Reproduce every record below with "Query" substituted by "Target" wherever it occurs and all other text unchanged. Omit the pictures from the output.

Stored items from a collection
·····
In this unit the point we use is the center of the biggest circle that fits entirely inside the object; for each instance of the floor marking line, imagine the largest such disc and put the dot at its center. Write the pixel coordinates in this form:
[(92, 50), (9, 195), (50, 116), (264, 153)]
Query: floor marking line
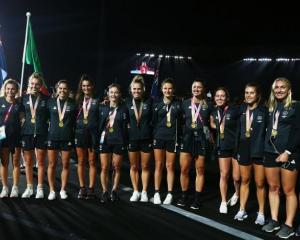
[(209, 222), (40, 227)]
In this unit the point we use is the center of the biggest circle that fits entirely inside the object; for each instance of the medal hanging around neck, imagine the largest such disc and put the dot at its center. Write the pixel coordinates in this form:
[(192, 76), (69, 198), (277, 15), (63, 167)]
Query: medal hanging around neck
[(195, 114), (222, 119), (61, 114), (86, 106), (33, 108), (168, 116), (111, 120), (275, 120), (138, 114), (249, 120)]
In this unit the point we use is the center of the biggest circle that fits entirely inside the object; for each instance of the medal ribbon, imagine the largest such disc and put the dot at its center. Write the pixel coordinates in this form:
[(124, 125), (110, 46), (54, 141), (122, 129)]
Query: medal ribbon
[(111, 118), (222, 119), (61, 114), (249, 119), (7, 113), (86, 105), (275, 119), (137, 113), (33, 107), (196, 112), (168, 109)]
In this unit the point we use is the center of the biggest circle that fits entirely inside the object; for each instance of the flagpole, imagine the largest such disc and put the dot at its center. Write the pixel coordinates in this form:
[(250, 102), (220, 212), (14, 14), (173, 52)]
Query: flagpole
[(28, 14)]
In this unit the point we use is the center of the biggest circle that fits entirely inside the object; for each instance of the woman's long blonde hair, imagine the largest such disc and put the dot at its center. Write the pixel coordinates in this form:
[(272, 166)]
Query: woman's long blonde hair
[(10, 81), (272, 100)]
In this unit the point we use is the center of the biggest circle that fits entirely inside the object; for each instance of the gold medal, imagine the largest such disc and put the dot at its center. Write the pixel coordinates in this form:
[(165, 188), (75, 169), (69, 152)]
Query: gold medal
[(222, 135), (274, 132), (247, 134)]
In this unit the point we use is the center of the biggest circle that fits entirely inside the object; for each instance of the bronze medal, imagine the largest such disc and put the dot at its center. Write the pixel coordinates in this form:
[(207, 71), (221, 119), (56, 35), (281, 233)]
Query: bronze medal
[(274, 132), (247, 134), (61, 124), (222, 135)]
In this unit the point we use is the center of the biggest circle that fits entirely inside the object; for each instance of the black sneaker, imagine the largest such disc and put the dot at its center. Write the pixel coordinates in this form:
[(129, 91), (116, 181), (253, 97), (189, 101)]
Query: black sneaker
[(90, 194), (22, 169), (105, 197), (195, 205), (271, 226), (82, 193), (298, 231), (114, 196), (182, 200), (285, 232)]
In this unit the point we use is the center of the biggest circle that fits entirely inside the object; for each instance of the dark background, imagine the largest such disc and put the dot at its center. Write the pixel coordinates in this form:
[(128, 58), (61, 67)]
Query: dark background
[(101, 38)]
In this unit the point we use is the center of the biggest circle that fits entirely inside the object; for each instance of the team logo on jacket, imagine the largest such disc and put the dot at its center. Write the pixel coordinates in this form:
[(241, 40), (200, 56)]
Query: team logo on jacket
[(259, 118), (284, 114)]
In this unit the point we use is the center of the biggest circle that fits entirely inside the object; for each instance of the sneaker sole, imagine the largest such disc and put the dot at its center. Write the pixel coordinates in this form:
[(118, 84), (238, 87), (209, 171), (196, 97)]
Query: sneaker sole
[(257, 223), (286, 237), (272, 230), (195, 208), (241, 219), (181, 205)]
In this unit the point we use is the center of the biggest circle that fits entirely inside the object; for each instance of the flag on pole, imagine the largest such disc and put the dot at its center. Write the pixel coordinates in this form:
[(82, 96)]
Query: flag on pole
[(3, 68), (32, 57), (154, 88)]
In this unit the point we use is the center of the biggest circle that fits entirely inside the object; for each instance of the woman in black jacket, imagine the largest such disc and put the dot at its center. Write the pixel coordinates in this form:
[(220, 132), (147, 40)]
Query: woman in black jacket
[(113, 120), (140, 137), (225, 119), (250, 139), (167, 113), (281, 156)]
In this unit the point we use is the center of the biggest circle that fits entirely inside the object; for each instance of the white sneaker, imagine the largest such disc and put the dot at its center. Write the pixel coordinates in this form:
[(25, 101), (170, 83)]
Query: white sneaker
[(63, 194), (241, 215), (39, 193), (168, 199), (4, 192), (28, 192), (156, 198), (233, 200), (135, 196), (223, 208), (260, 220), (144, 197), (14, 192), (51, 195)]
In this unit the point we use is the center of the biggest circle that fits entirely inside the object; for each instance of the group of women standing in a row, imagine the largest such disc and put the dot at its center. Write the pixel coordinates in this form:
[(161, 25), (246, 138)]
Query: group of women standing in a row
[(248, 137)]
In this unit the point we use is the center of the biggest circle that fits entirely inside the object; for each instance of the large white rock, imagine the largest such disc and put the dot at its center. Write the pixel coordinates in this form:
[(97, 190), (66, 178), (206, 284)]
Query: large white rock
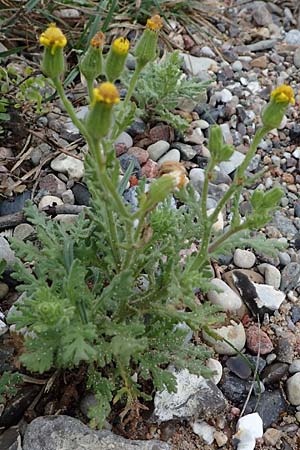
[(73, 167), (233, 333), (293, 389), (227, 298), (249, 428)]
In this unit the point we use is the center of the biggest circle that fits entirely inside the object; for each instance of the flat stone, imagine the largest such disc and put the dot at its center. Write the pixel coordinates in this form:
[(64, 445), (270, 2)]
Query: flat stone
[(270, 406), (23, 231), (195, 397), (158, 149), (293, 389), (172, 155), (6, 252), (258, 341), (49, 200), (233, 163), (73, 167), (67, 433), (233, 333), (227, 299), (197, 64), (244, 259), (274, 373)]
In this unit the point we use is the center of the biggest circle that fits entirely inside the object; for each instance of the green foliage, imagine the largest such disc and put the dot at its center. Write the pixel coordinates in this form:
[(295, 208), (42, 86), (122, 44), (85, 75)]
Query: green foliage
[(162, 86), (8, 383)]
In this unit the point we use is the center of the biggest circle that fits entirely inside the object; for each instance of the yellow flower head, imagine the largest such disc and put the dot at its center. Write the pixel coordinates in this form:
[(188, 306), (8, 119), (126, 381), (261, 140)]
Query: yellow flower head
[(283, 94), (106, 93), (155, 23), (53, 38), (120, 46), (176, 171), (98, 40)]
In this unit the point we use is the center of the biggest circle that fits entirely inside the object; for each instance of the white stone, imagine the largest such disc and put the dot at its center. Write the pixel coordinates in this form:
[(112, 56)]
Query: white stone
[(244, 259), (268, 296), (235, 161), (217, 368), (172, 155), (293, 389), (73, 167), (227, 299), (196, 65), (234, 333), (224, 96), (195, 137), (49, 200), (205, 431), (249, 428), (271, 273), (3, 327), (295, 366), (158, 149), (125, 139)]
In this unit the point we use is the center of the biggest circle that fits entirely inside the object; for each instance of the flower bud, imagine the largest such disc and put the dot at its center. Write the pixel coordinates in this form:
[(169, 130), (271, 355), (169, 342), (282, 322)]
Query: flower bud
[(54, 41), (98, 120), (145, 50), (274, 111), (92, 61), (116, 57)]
·····
Response
In this unit the point we use is the center of the biggest circle that fits entirely inside the object; for each instance of the floor marking line, imagine the largest such disc and put the dot at its center. Write the pixel coordinates in this form:
[(92, 50), (9, 195), (50, 116), (264, 153)]
Target: floor marking line
[(209, 222), (40, 227)]
In this unit the point we use is the center of the biggest circle that fits entirely inside the object; for each instance of the medal hanging around neck, imagine the largest such disc and put the dot at its center. Write the pixel coordinates in this form:
[(192, 76), (69, 198), (277, 15), (63, 167)]
Target: medal hanging around neck
[(195, 114), (222, 119), (61, 114), (86, 106), (33, 108), (168, 116), (111, 120), (275, 120), (138, 114), (249, 120)]
In this unit the point we use is the center of the biggest circle that fits entirely inside the object; for each instance of the medal ribbon, imagine the largest such disc and put the dot at its center. Write the pixel coordinates in this form:
[(124, 125), (110, 46), (54, 141), (122, 129)]
Target: medal ribbon
[(111, 118), (222, 119), (61, 114), (249, 119), (7, 113), (86, 105), (275, 119), (137, 113), (33, 107), (196, 112), (168, 109)]
In this unit the point we use is the center of the biggest circle that fits entirely inside the object; for each instance of the flagpole, imagine the largest such disc and put the dot at its center. Write the pixel coordinates in this form:
[(250, 102), (220, 212), (14, 14), (173, 52)]
Target: flagpole
[(28, 14)]
In this unit the point we use is the center of the biggest circle that fits entirely inside the object; for each instance of the woman's long blonde hair, imagine the largest such disc and put the dot at its center. Write the pixel coordinates in this form:
[(272, 166)]
Target: woman's long blonde hair
[(10, 81), (272, 100)]
In this unit the point we use is the center of the biggest circle that fits entirely inside the object; for each instance of the gold medal, imagine the largest such disc and put the dot at its center. Write the pixel coordinates in this form:
[(165, 188), (75, 169), (69, 152)]
Target: gold medal
[(222, 135), (274, 132), (247, 134)]
In this unit the point we use is the center of the biggest circle that fits entirely inside the object; for each instance of the bronze medal, imagine the largest such disc and put the dot at its center. Write the pixel coordinates in this form:
[(207, 71), (221, 119), (56, 35), (281, 233)]
Target: bronze medal
[(274, 132), (247, 134), (61, 124), (222, 135)]
In this unit the point we use is the center of the biggest circle that fits entirely inside the object; for each instance of the black sneaker, imagine the largest such disc and put the dot at its center. Write the pixel coordinates in this form:
[(129, 91), (116, 181), (253, 97), (189, 101)]
Target: black sneaker
[(90, 194), (22, 169), (105, 197), (195, 205), (271, 226), (82, 193), (298, 231), (114, 196), (182, 200), (285, 232)]
In this unit the point we use is the center of the biggest circle that fits entirely inside the object; for each instance of the dark background, imagine the largest such disc and put the dot at its center. Write the pixel coordinates in this form:
[(128, 58), (61, 67)]
Target: dark background
[(101, 38)]
In this unit the point we use is the center of the biggest circle that fits entirely inside the object; for each instance of the team logo on jacket, imagine the largest such disc and put the dot at its center. Write the pixel coordinates in this form:
[(241, 40), (200, 56)]
Target: team logo on jacket
[(259, 118), (284, 114)]
In this unit the point we use is the center of the biggest circle that fits entirely inside the object; for each instance of the sneaker sole, imagine the largest such disc and put the dot at its center. Write the pixel coordinates in this form:
[(118, 84), (238, 87), (209, 171), (196, 97)]
Target: sneaker sole
[(257, 223), (286, 237), (272, 230), (195, 208), (241, 219), (181, 205)]
In this unit the point we use is the center of the biggest circle that fits entirely inside the object; for each instance of the flag on pole, imagine the largest such disc and put the dot at its center. Write the pixel coordinates in this form:
[(82, 96)]
Target: flag on pole
[(3, 68), (32, 57), (154, 88)]
In this unit the point we use is the center of the biggest circle that fits entirely inside the object; for each instance of the woman in black jacket, imagine the largest such disc and put the dot at its center. Write the pixel coordinates in this form:
[(220, 132), (147, 40)]
Target: woman in black jacket
[(113, 120), (140, 137), (225, 119), (250, 139), (167, 113), (281, 156)]
In this unit the point we use is the center of the biggest circle that fits entirely inside the object; for each instance of the white sneaker, imagine the largest such disc and put the dot at its center. Write the pixel coordinates in this form:
[(25, 101), (170, 83)]
Target: white sneaker
[(63, 194), (241, 215), (39, 193), (168, 199), (4, 192), (28, 192), (156, 198), (233, 200), (135, 196), (223, 208), (260, 220), (144, 197), (14, 192), (51, 195)]
In this unit the point we use is the center of the biggest circle that fits entirely inside the object; for each instance of the group of women standing in a row, imagine the largest such disc and put the dot at its center. Write the pixel coordinates in this form:
[(161, 25), (246, 138)]
Target: group of women standing in a row
[(248, 137)]
In this unit the point we use is the center of the biggest circle that fits entirely inside the object; for each instance of the large white rock, imagine the largest such disc and put the dot at its center. Write the pixel coordinates in this form:
[(97, 190), (66, 178), (206, 284)]
Target: large white rock
[(73, 167), (233, 333), (293, 389), (227, 298), (249, 428)]
In this unit the point we use is the center of the biggest circle that fits entirely inside the object; for each instance of the flat stone, imagine the largest such disc and put the dot at its center. Write the pixel coordinates in this form:
[(64, 445), (270, 2)]
Target: flat stone
[(270, 406), (23, 231), (195, 397), (158, 149), (293, 389), (172, 155), (6, 252), (258, 341), (49, 200), (233, 163), (73, 167), (67, 433), (233, 333), (227, 299), (197, 64), (244, 259), (274, 373)]
In this unit the point we use is the center of the biggest circle that fits entirely inside the object; for each instance of the green foliage, imagine the largest such disc and put the dot at its center. Write the pixel coordinates in this form:
[(295, 208), (42, 86), (122, 44), (85, 75)]
Target: green foliage
[(162, 86), (8, 383)]
In this unit the point we use is the center of the biggest circle that fits entirely inside the object; for each instance of the yellow flower head, imagine the largest such disc and put the dot at its center. Write the pixel coordinates in this form:
[(188, 306), (8, 119), (126, 381), (261, 140)]
Target: yellow flower head
[(283, 94), (106, 93), (155, 23), (53, 38), (120, 46), (176, 171), (98, 40)]
In this unit the point we use is the center of the biggest circle that fits entirely inside the object; for each instance of the white stone, imagine the largest such disc and put the dot at its center. Write the pixel coordinates in this form:
[(112, 56)]
Target: white stone
[(244, 259), (268, 296), (235, 161), (217, 368), (172, 155), (293, 389), (73, 167), (227, 299), (196, 65), (234, 333), (224, 96), (195, 137), (49, 200), (205, 431), (249, 428), (271, 273), (3, 327), (295, 366), (158, 149), (125, 139)]
In this unit the point we use is the center of the biggest circle that fits entirely inside the object; for each instance of the flower bud, imagine the largest such disc and put the dot at its center. Write the pixel coordinates in this form:
[(169, 130), (271, 355), (169, 342), (282, 322)]
Target: flower bud
[(54, 41), (98, 120), (145, 50), (274, 111), (92, 61), (116, 57)]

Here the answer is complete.